* start Text excerpt *

Looking back, I think hacking was the right decision. Most of the quality of service problems I've troubled my users with have little to do with the hacks I did. The hacked software worked quite well enough to meet the business need. Getting features out the door fast allowed me to build up the audience, and getting real feedback from them has taught me a great deal about the business domain of online publishing and communities. Now I have several years of real experience to draw from, and I'm to a great extent starting over with the software. I now have a much clearer picture of what I want to build and how I want to build it.

A few months ago, Frank Sommers and I started work on what we're calling the "next generation" of Artima. This time around, I'm trying hard to ensure our software is well-designed and crafted. The reason is that at this juncture, I want to build an architecture that will enable us to scale our business. I perceive a long-term return on investment for taking great care in how we shape that architecture.

* end Text excerpt *

What to do:
- a) Reproduce the text about rebuilding Artima's software, starting with "Looking back, I" and going on through "to build it.".
- b) Carry on the text about rebuilding Artima's software, beginning after its last sentence.
The items are separate material, unrelated to the text about rebuilding Artima's software.

* start Dataset extract *

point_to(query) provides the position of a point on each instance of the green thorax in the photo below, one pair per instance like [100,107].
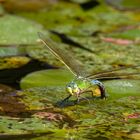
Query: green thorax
[82,83]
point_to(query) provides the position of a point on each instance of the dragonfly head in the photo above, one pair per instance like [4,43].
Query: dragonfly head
[73,89]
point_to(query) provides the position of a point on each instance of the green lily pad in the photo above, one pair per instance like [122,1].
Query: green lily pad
[17,30]
[121,88]
[55,77]
[12,51]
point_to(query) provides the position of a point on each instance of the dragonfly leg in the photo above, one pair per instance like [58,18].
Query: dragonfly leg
[101,87]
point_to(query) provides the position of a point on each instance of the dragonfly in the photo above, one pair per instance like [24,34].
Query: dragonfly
[84,82]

* end Dataset extract *

Exercise results:
- a)
Looking back, I think hacking was the right decision. Most of the quality of service problems I've troubled my users with have little to do with the hacks I did. The hacked software worked quite well enough to meet the business need. Getting features out the door fast allowed me to build up the audience, and getting real feedback from them has taught me a great deal about the business domain of online publishing and communities. Now I have several years of real experience to draw from, and I'm to a great extent starting over with the software. I now have a much clearer picture of what I want to build and how I want to build it.

- b)
I find that I am usually quite capable of producing good enough software by hacking. (By hacking, I mean cutting quality corners, such as hastily copying and pasting code.) The trouble with hacking is not that the code you hack together isn't good enough to meet the immediate need. Rather, the trouble is that long term the technique doesn't scale. As you hack together more and more pieces, eventually the whole thing wants to fall over. You have to make extra efforts to prop it up so it doesn't fall over, and that slows you down. By contrast, taking the time to build a solid architecture up front slows you down initially, but can help you move much faster later.

I'm currently making the bet that, so long as we don't completely miss the market windows, putting in place a solid architecture will give us a competitive edge that could have a big payback in the future. But I'm nervous, because I know of competitors who are working in the same directions. And they may be hacking. For the time being, though, I'm trying to keep a steady hand on the wheel as we take the longer, higher quality route.

How do you decide when to cut corners, and when not? Looking back, how often did you regret not moving faster with more of a hack? How often did you regret that you didn't move slower and do higher-quality work? And most importantly, how have you successfully achieved quality software at a fast pace in the past? What I'd really like to do is generate high quality software as fast as any hack. Have you been able to do that? How did you accomplish it?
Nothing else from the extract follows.